(Dataset entries begins)

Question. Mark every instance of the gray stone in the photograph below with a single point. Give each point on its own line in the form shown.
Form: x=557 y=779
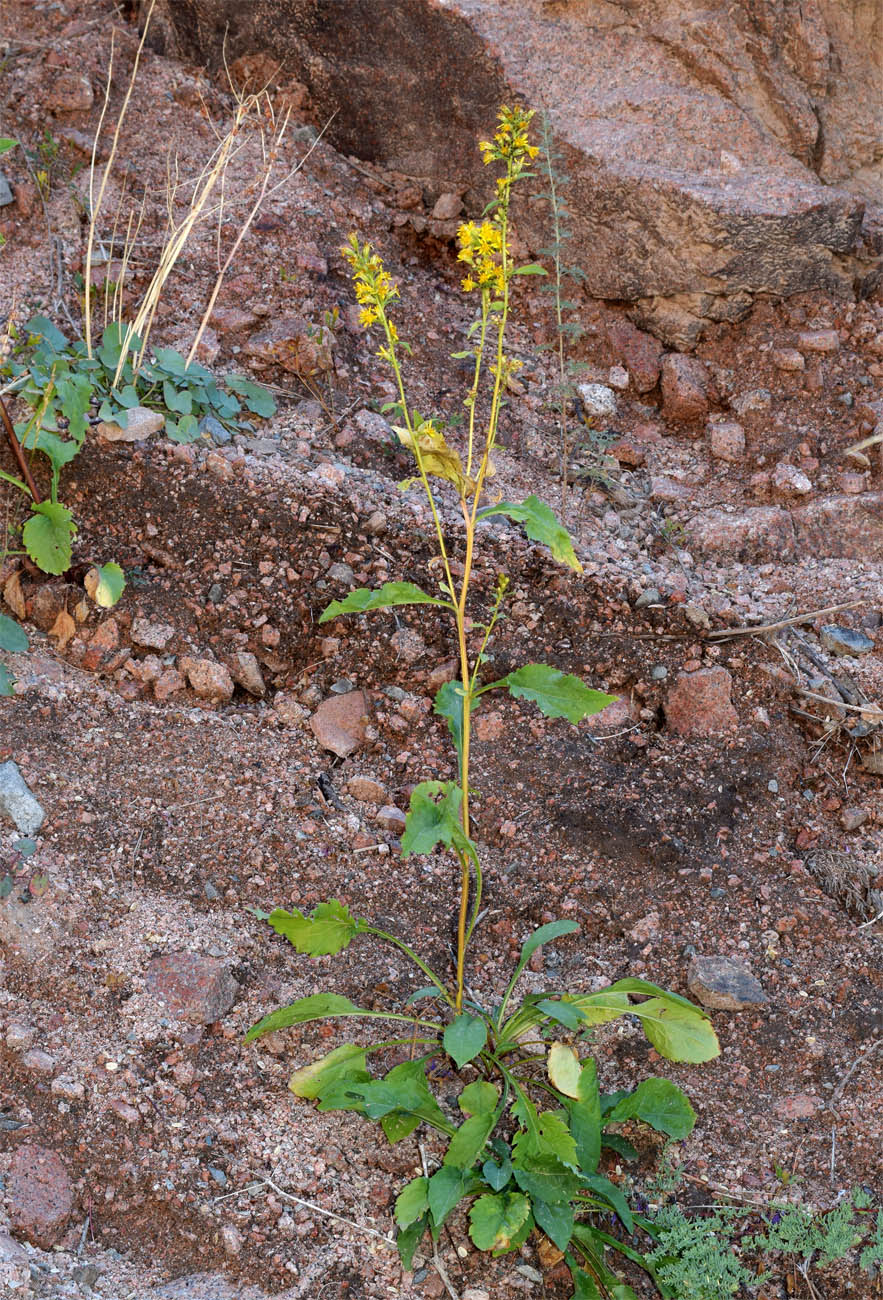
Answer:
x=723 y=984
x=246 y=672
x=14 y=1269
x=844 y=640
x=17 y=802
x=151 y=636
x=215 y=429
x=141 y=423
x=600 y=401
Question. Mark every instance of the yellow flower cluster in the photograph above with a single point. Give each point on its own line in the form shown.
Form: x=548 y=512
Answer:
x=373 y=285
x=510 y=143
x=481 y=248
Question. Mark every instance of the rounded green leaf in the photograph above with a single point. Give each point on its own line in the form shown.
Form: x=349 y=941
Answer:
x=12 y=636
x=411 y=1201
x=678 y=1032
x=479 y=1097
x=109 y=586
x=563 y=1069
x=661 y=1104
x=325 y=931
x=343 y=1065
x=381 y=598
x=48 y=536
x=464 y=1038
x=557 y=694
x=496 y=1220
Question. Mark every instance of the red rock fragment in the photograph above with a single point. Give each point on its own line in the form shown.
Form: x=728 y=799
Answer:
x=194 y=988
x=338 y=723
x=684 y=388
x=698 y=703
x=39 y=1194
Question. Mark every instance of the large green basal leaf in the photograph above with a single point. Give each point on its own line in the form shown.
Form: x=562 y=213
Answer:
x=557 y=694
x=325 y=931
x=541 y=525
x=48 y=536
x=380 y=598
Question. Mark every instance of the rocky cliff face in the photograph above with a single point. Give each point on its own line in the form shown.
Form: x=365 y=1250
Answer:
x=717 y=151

(Dataset entries ends)
(Dataset entries begins)

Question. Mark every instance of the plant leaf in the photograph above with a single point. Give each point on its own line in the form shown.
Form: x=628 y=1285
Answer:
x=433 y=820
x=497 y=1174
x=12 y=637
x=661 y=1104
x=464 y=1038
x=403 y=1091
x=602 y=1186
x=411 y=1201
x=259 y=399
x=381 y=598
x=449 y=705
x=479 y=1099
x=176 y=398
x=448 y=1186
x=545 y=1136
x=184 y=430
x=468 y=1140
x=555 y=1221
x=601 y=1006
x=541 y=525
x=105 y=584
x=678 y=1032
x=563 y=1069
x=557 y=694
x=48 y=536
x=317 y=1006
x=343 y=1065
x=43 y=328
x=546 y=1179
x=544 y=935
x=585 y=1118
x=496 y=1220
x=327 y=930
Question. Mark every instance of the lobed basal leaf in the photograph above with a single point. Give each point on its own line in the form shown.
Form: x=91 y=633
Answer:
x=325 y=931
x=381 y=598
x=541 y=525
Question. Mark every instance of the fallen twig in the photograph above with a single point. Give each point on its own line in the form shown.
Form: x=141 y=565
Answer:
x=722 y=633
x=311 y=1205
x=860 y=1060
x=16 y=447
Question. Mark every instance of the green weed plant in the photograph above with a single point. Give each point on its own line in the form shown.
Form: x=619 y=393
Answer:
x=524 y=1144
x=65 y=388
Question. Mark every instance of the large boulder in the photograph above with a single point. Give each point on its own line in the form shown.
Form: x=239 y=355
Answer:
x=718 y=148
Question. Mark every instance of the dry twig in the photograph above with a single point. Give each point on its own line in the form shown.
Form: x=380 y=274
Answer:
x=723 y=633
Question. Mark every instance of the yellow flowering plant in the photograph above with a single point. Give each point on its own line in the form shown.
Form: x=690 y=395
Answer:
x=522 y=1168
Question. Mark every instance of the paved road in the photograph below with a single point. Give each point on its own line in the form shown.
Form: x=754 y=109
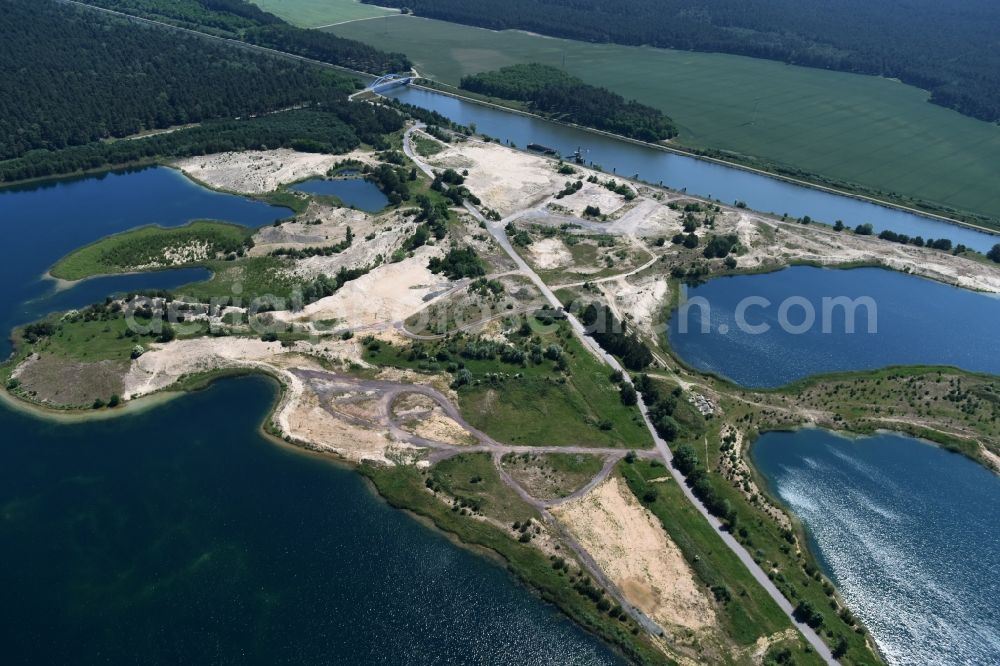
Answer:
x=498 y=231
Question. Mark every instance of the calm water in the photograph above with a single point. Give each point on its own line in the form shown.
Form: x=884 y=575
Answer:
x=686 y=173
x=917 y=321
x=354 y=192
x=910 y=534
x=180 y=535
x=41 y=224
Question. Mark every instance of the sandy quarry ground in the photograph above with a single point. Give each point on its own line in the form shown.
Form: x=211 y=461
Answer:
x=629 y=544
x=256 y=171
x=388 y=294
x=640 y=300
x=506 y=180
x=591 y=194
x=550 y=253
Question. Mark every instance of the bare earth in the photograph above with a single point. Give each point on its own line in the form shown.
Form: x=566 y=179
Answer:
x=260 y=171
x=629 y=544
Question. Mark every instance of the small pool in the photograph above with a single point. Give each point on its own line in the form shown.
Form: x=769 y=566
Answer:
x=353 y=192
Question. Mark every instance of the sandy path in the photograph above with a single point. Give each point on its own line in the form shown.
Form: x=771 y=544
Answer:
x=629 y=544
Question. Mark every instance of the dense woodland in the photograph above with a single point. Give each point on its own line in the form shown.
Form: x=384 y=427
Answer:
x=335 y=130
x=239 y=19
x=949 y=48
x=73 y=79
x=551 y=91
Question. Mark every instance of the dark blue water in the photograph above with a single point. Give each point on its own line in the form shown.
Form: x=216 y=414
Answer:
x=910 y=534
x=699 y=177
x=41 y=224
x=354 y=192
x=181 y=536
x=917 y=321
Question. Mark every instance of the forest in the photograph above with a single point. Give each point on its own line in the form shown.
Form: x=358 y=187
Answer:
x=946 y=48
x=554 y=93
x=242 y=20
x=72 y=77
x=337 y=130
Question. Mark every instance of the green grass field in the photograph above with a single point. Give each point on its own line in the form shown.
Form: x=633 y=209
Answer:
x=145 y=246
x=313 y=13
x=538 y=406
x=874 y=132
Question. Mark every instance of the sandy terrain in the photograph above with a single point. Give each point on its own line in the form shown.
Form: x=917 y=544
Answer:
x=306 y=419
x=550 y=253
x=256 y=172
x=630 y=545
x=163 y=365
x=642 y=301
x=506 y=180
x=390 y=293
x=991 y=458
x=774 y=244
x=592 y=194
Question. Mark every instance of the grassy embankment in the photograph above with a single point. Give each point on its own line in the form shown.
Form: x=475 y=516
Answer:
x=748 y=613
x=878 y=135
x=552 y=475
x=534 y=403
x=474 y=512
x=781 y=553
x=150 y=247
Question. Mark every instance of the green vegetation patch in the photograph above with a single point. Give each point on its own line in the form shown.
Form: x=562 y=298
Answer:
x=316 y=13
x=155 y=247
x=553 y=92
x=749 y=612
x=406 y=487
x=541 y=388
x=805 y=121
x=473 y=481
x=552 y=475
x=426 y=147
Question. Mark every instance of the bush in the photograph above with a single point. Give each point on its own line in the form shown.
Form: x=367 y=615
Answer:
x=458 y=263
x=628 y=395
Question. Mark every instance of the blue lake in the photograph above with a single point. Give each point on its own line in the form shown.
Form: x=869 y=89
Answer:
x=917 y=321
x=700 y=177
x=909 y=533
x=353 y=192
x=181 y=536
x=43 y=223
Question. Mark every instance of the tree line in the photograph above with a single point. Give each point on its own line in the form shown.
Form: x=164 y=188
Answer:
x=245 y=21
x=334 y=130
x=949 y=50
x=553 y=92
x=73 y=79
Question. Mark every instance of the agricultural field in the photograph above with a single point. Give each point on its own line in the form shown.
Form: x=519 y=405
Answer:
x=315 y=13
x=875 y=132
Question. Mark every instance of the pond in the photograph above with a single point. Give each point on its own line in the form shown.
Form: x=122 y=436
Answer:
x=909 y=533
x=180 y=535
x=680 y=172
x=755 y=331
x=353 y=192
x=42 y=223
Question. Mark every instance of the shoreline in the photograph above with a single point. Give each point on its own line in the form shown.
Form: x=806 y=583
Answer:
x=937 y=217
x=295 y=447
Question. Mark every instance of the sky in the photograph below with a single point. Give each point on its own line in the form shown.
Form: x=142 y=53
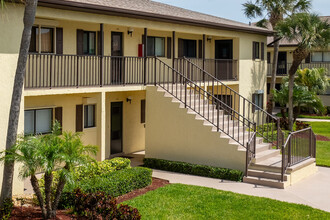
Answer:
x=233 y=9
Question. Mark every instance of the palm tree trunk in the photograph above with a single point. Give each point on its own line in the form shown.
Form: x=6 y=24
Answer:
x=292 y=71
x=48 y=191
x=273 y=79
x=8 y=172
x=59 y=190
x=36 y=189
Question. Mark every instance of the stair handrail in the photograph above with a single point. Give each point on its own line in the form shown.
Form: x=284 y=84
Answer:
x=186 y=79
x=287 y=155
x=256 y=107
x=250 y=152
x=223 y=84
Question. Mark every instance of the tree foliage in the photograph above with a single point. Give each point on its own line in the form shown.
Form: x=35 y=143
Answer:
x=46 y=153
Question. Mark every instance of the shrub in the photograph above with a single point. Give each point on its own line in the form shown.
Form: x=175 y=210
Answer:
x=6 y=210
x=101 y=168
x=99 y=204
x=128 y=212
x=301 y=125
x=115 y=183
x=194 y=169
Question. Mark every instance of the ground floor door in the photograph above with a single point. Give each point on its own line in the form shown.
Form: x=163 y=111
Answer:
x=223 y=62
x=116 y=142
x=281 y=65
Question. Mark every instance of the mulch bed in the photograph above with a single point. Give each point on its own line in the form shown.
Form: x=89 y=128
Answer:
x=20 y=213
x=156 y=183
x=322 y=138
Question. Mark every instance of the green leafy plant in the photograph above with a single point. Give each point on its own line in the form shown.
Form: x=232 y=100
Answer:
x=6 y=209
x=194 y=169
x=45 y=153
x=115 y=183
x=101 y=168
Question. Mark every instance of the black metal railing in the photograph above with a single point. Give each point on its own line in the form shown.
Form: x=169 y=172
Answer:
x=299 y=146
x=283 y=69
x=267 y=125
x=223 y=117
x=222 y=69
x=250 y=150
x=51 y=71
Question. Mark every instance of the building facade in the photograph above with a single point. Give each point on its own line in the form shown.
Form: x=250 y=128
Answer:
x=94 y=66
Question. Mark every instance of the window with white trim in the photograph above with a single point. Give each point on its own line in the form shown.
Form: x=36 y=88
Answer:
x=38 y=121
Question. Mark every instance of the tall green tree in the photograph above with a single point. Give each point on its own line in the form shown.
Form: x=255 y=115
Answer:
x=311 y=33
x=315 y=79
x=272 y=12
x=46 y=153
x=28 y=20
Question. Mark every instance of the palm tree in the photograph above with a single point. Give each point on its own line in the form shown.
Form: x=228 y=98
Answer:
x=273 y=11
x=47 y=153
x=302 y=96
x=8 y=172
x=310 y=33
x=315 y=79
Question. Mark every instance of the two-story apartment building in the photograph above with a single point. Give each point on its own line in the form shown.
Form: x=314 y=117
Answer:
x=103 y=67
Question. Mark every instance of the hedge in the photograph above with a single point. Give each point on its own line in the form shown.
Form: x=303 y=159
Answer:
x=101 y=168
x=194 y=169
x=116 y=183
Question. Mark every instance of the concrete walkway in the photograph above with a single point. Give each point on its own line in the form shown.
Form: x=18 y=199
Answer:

(Dataset entries ends)

▸ **Problem to solve**: Each line in the entries above, starting at the line with "Question. Mark every instance of the dark" and ending at the line with "Question. Mark every instance of the grassy", is to be printed exactly, and only those lines.

▸ **Result of the task**:
Question. Mark every instance of the dark blue water in the photograph above with a single point. Give each point on its own line in the form shown.
Form: x=216 y=414
Answer:
x=910 y=534
x=699 y=177
x=41 y=224
x=354 y=192
x=181 y=536
x=917 y=321
Question. Mark every instance of the forest in the photograph above with a single point. Give each point on its own line in the form shown.
Form: x=358 y=187
Answer:
x=946 y=48
x=554 y=93
x=242 y=20
x=72 y=77
x=337 y=130
Question. Mark every instance of the green grass field in the photograph above with a single point. Give each point on its own line in the form shown.
Form: x=633 y=209
Answer:
x=145 y=246
x=313 y=13
x=538 y=406
x=874 y=132
Question. Mark every instance of the sandy terrain in the photograph above with a single point. Give each point on its own line in the form shown.
Form: x=917 y=544
Answer:
x=306 y=419
x=550 y=253
x=256 y=172
x=630 y=545
x=163 y=365
x=642 y=301
x=506 y=180
x=390 y=293
x=991 y=458
x=774 y=244
x=592 y=194
Question. Mark every instance of the grassy embankment in the photograph above with a single point. Give each point on its own line in the form shown.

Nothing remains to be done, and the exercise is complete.